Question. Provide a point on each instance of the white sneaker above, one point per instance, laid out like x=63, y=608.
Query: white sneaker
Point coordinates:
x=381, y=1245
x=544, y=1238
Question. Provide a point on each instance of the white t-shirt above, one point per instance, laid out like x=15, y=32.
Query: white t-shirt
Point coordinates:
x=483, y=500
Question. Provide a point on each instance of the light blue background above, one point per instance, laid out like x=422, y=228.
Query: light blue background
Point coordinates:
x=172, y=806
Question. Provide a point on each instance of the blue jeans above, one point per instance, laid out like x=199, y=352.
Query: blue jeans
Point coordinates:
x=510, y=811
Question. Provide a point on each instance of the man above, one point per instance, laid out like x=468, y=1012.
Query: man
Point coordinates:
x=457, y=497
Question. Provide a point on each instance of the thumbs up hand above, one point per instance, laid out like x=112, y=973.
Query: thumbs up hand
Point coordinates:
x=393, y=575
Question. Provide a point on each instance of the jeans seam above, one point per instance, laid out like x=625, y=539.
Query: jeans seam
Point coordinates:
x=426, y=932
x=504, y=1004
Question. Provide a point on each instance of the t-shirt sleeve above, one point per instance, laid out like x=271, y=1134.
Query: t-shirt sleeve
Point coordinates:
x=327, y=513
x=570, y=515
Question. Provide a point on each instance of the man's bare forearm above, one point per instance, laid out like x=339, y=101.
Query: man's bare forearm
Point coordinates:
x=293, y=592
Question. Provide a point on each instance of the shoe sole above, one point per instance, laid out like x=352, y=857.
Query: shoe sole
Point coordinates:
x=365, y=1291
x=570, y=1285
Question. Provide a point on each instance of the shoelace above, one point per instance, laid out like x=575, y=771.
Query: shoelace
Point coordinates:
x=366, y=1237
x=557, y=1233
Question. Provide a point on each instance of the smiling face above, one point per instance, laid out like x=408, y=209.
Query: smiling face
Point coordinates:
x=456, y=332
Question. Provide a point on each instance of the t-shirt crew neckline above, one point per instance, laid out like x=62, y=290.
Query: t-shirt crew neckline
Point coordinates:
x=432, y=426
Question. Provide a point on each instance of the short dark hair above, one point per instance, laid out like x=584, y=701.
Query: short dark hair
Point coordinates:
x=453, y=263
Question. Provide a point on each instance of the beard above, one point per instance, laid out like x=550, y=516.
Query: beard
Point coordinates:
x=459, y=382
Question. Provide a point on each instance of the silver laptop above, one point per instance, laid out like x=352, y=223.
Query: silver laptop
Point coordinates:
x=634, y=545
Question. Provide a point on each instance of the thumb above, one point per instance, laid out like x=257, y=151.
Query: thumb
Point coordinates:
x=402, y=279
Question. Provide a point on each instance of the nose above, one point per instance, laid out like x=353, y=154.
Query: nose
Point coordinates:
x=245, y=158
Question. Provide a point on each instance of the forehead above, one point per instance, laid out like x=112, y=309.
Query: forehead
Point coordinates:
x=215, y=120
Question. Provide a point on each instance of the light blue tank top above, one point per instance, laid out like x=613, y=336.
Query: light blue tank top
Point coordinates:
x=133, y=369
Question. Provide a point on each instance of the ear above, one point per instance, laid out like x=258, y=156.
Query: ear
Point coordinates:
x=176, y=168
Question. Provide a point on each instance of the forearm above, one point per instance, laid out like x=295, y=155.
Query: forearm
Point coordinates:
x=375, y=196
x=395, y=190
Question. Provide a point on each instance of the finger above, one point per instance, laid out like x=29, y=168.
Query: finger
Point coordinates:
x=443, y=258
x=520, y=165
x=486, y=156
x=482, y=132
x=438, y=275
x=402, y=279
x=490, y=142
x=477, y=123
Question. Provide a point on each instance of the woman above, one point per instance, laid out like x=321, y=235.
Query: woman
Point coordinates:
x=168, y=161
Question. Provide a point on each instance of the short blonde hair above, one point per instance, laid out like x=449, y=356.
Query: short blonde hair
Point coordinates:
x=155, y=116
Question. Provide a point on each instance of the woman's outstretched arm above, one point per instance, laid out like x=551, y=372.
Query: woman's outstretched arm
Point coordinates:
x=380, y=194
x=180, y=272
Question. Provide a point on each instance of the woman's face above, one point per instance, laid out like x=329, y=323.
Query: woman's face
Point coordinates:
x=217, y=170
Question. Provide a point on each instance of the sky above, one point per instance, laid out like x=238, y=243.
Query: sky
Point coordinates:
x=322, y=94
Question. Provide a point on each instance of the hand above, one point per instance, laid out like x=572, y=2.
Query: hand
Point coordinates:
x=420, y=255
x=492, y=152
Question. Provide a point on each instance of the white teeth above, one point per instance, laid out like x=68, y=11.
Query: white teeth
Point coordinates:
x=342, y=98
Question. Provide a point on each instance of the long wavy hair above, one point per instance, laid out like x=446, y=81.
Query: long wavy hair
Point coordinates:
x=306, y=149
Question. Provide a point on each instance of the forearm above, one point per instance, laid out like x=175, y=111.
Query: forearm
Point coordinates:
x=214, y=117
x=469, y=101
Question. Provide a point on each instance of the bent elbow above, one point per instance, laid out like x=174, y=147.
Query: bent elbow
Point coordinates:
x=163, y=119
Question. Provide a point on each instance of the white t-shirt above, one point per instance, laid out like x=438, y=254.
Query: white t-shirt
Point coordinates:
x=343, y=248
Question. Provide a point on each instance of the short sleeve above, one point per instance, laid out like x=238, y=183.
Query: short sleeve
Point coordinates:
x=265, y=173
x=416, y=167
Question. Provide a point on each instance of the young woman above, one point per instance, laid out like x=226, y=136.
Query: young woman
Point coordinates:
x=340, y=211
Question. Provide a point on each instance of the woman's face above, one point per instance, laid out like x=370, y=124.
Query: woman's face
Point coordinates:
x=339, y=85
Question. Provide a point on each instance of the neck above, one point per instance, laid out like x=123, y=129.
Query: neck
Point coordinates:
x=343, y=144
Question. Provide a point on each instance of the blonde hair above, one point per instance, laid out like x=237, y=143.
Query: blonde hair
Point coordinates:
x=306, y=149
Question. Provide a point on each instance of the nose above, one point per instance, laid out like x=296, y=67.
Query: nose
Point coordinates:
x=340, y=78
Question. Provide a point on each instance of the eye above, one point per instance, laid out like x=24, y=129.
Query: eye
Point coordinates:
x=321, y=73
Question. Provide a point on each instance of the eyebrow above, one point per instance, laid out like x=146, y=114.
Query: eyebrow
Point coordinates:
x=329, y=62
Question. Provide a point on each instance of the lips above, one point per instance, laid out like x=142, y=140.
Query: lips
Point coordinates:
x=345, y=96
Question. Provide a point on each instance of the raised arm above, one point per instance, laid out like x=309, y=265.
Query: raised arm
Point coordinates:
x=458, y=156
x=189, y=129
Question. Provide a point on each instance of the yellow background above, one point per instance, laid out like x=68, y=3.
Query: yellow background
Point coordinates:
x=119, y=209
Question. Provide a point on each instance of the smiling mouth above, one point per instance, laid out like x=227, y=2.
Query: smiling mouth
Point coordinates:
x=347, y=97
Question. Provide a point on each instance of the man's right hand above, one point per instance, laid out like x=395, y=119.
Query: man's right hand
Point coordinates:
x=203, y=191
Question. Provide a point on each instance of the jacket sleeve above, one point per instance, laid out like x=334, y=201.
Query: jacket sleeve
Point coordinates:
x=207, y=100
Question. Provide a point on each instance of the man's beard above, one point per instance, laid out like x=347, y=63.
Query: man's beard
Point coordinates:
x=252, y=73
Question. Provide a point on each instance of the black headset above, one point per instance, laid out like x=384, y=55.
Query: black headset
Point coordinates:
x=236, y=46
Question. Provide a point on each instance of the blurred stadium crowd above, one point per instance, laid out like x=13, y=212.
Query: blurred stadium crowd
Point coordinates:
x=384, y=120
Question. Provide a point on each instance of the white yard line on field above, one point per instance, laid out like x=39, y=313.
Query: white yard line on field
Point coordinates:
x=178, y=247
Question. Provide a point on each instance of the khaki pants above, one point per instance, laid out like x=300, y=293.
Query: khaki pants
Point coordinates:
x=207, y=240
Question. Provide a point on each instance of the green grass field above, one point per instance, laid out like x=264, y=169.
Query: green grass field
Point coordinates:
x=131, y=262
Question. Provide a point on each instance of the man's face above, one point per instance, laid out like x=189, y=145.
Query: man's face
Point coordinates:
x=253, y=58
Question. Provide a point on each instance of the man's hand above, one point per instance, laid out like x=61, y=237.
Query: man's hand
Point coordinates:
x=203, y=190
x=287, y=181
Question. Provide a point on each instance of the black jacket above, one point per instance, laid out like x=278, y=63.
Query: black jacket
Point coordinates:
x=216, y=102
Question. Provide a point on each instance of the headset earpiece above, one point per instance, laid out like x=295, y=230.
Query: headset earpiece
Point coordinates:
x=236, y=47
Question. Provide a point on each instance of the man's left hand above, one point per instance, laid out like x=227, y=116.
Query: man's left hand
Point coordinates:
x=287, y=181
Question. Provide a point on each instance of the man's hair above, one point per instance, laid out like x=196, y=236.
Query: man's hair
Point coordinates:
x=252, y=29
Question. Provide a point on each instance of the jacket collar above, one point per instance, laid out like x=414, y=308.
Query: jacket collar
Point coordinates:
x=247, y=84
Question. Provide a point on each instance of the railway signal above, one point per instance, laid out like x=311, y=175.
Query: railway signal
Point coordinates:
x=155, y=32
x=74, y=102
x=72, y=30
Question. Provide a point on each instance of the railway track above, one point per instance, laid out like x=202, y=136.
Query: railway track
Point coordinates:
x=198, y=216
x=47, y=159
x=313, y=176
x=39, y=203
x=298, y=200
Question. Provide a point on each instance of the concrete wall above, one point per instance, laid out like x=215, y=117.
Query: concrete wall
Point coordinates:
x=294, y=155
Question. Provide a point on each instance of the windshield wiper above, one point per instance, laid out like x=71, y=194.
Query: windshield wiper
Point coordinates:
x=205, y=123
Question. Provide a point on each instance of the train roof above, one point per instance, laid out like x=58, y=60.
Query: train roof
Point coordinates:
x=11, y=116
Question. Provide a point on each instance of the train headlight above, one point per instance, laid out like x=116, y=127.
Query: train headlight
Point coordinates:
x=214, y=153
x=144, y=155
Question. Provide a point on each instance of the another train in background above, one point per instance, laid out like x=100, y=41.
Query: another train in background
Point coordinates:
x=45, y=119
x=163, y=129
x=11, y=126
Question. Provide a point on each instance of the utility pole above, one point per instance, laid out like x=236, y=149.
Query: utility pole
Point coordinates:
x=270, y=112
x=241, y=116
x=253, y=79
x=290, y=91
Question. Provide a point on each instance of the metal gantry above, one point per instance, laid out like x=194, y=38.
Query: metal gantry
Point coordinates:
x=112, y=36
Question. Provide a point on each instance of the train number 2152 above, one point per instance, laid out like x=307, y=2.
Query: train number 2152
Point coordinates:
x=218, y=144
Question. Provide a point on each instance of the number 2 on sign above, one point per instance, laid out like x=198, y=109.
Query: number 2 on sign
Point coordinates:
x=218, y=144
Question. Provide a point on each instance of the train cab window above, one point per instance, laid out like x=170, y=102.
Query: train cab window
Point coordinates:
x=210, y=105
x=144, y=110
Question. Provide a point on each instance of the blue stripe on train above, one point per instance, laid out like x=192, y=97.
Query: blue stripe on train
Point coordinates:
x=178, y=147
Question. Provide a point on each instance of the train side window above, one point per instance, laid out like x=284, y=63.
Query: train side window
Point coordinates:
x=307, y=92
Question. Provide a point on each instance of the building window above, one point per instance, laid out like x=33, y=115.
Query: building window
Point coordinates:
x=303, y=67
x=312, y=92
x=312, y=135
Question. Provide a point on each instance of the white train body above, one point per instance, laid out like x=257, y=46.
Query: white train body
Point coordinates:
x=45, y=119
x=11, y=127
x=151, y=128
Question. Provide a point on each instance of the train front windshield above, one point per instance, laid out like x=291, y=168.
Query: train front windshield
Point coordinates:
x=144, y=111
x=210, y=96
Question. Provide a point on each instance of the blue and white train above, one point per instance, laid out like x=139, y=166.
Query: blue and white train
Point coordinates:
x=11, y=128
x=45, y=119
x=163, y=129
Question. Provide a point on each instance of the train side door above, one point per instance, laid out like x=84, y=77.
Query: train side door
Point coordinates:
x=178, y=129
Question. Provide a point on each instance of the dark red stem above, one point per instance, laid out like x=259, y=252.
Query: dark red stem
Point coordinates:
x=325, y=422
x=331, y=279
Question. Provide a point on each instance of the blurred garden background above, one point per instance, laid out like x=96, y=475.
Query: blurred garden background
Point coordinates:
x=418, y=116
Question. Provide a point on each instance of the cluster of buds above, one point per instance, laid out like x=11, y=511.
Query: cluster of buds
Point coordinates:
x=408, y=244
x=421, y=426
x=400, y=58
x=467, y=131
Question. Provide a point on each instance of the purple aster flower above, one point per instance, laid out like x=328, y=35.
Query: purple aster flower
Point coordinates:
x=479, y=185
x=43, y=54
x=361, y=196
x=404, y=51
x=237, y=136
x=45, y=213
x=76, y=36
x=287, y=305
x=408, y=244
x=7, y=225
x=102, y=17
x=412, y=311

___

### [Instructions to follow]
Recast everything in the records above, from the line containing "Question. Provide a point on each instance of the white train" down to the line containing "x=418, y=116", as a Markdown table with the columns Index and Entry. Give each line its own numbered row and leave out blank lines.

### [The response]
| Index | Entry |
|---|---|
| 1 | Question. Provide a point on each instance of the white train body above, one point per instance, laid out like x=257, y=46. |
| 2 | Query: white train body |
| 3 | Point coordinates: |
| 4 | x=45, y=119 |
| 5 | x=11, y=127 |
| 6 | x=151, y=128 |
| 7 | Question. Provide a point on each instance of the train front windshield above, one point per instance, laid out like x=291, y=168. |
| 8 | Query: train front windshield |
| 9 | Point coordinates: |
| 10 | x=144, y=111 |
| 11 | x=210, y=96 |
| 12 | Question. Provide a point on each instance of the blue and white train above, one point per instance, laid out like x=139, y=166. |
| 13 | Query: blue and white train |
| 14 | Point coordinates: |
| 15 | x=11, y=128 |
| 16 | x=45, y=119 |
| 17 | x=163, y=129 |
| 18 | Question. Provide a point on each instance of the train side door above, one point per instance, laid out like x=84, y=77. |
| 19 | Query: train side door |
| 20 | Point coordinates: |
| 21 | x=178, y=129 |
| 22 | Question. Provide a point on each instance of the dark red stem above, one point per instance, laid out like x=259, y=252. |
| 23 | Query: dark red stem |
| 24 | Point coordinates: |
| 25 | x=325, y=422 |
| 26 | x=331, y=279 |
| 27 | Question. Provide a point on each instance of the blurred garden background above, one point per instance, laid out like x=96, y=475. |
| 28 | Query: blurred garden background |
| 29 | Point coordinates: |
| 30 | x=418, y=116 |